▶ **Exercise instructions**:
Copy out each of the rows below word for word, keeping every line in its original order.

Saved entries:
▼▼▼
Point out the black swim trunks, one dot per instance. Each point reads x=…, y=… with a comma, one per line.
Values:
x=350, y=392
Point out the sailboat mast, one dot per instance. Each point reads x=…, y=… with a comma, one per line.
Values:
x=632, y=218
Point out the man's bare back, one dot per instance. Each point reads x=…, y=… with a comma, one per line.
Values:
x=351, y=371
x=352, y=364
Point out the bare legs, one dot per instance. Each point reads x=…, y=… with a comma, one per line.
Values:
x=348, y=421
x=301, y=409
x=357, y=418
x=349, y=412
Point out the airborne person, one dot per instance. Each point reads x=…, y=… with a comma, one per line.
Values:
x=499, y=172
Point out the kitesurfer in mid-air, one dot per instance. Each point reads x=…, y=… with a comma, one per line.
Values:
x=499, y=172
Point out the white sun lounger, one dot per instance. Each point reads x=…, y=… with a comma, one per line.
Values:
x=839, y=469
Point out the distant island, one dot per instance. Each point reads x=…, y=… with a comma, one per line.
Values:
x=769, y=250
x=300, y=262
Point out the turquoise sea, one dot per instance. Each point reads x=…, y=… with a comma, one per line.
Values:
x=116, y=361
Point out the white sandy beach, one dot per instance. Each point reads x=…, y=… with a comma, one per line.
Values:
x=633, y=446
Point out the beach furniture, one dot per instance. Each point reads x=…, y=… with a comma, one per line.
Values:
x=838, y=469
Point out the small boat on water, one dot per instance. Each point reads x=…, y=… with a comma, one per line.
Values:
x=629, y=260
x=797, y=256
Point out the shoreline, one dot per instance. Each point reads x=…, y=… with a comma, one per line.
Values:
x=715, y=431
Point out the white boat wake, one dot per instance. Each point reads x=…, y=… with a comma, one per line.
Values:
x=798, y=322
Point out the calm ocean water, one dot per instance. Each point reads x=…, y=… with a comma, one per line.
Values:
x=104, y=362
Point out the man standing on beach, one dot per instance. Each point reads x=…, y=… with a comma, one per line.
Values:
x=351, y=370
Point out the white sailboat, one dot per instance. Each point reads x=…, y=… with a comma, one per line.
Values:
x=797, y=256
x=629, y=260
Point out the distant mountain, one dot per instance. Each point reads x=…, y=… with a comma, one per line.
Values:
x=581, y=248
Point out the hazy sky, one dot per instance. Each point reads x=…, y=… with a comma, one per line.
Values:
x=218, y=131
▲▲▲
▶ **Task answer**:
Point out the black swim trunks, one dot per instance. Each point reads x=…, y=… with a comma, one per line.
Values:
x=350, y=392
Point out the sailboat mast, one dot per instance. Each point reads x=…, y=… with a comma, one per line.
Values:
x=632, y=218
Point out the man's bare back, one dot per instance. Each point reads x=…, y=… with a comma, one per line.
Values:
x=351, y=371
x=352, y=364
Point out the bare legs, one dot per instance. Each point reads x=…, y=… with a comma, one per line.
Values:
x=348, y=421
x=301, y=409
x=357, y=418
x=349, y=412
Point out the airborne person, one dot per instance. Each point reads x=…, y=… with a comma, one per line.
Values:
x=499, y=172
Point out the kitesurfer in mid-air, one dot per instance. Each point reads x=…, y=… with a comma, one per line.
Values:
x=499, y=172
Point out the white sun lounger, one dot per instance. Each point reads x=…, y=… with a comma, one per line.
Values:
x=839, y=469
Point out the distant island, one dot per instance. Each point reads x=…, y=… with a comma, one per line.
Values:
x=769, y=250
x=300, y=262
Point out the turquoise sea, one dot per instance. Each point reads x=…, y=… with a comma, one per line.
Values:
x=116, y=361
Point out the white sandy beach, one dot per instance. Each point reads x=…, y=… with a comma, one per line.
Values:
x=633, y=446
Point out the beach furniture, one dot per instance. Each point reads x=…, y=… with a comma, one per line.
Values:
x=838, y=469
Point out the small boat on water, one dot per instance. Each point reads x=…, y=… with a comma, one per line.
Values:
x=629, y=260
x=797, y=256
Point out the shoreline, one dot per instance. Each point reads x=…, y=… with a comma, one per line.
Values:
x=715, y=431
Point out the white boat wake, one dot per instance. Each point reads x=…, y=… with a comma, one per line.
Values:
x=798, y=322
Point out the calm ocean water, one dot per instance. Each point reads x=…, y=… with a comma, one per line.
Values:
x=104, y=362
Point out the man standing on beach, one dot per instance. Each point reads x=…, y=… with a comma, one per line.
Values:
x=351, y=370
Point out the white sailboat, one dot per instance. Each point reads x=…, y=… with a comma, one per line.
Values:
x=797, y=256
x=629, y=260
Point out the distant mountain, one dot per instance. Each point reads x=…, y=… with a comma, one per line.
Values:
x=581, y=248
Point out the hazy sky, one dot per instance. Each point reads x=…, y=… with a comma, one per line.
Values:
x=218, y=131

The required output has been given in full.